### Exercise requirements
Range to reproduce from the entries below: the line with "Put a single dot on each instance of the stone", the line with "Target: stone column", and every line in between. Give them exactly and give nothing else.

### Data extract
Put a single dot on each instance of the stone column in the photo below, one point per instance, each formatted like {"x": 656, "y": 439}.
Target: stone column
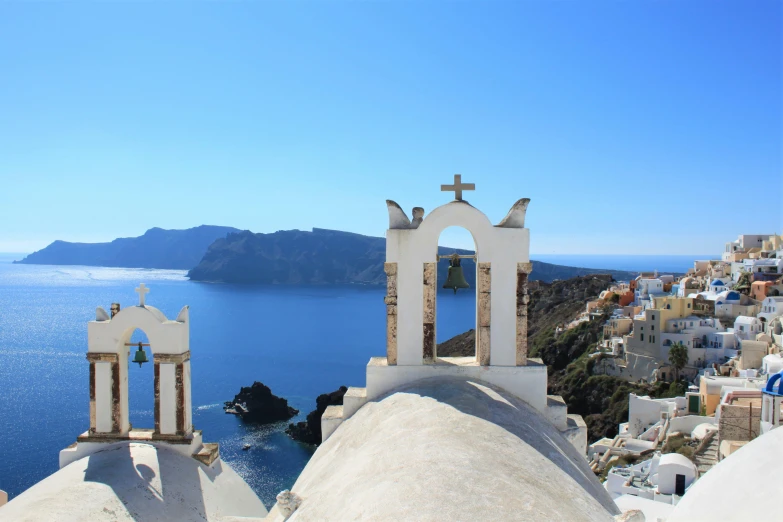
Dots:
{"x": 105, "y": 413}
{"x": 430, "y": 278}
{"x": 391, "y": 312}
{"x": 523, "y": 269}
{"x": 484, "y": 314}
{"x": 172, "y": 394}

==

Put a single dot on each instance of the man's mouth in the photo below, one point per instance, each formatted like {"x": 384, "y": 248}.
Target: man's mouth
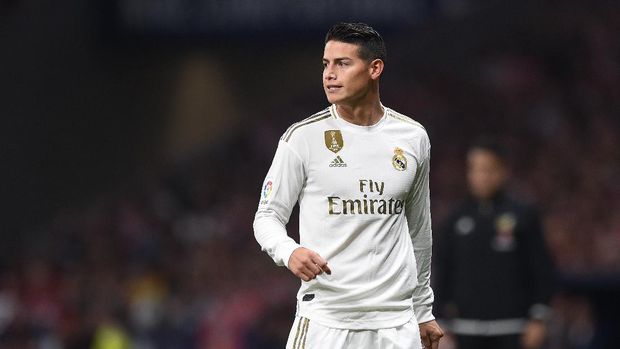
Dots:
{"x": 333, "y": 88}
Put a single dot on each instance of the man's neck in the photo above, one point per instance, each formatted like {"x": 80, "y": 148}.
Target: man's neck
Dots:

### Answer for this exercise
Put a single dot on each instance of the stone column in the photo below, one point per instance, each formatted like {"x": 656, "y": 439}.
Target: stone column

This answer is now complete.